> **Your assignment**: Return, character for character, the lines from the one bearing "fill-rule evenodd" through the end of the material. Omit everything before that line.

> **Input material**:
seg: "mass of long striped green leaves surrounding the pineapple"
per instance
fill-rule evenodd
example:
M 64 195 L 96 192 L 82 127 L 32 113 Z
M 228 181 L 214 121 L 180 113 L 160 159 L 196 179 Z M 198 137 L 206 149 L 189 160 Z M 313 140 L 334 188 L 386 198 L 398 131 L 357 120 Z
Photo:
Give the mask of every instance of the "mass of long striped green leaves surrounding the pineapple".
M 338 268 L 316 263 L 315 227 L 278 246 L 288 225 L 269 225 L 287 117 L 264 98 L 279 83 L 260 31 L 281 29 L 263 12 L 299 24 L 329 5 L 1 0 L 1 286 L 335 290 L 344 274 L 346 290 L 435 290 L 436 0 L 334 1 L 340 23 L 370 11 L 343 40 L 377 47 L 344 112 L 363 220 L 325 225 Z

> **Response area**:
fill-rule evenodd
example:
M 64 195 L 96 192 L 82 127 L 32 113 Z
M 228 181 L 214 121 L 180 113 L 160 159 L 196 179 Z M 198 137 L 206 149 L 189 160 Z M 313 140 L 334 188 L 386 198 L 398 131 L 357 120 Z
Photo:
Give the mask of every instance of the "mass of long striped green leaves surrounding the pineapple".
M 338 268 L 316 263 L 315 227 L 278 246 L 288 225 L 269 225 L 287 117 L 264 98 L 279 83 L 260 31 L 281 29 L 263 12 L 299 24 L 329 5 L 1 0 L 1 286 L 335 290 L 344 274 L 346 290 L 435 290 L 436 0 L 334 1 L 340 23 L 370 11 L 343 40 L 377 47 L 344 112 L 363 220 L 325 225 Z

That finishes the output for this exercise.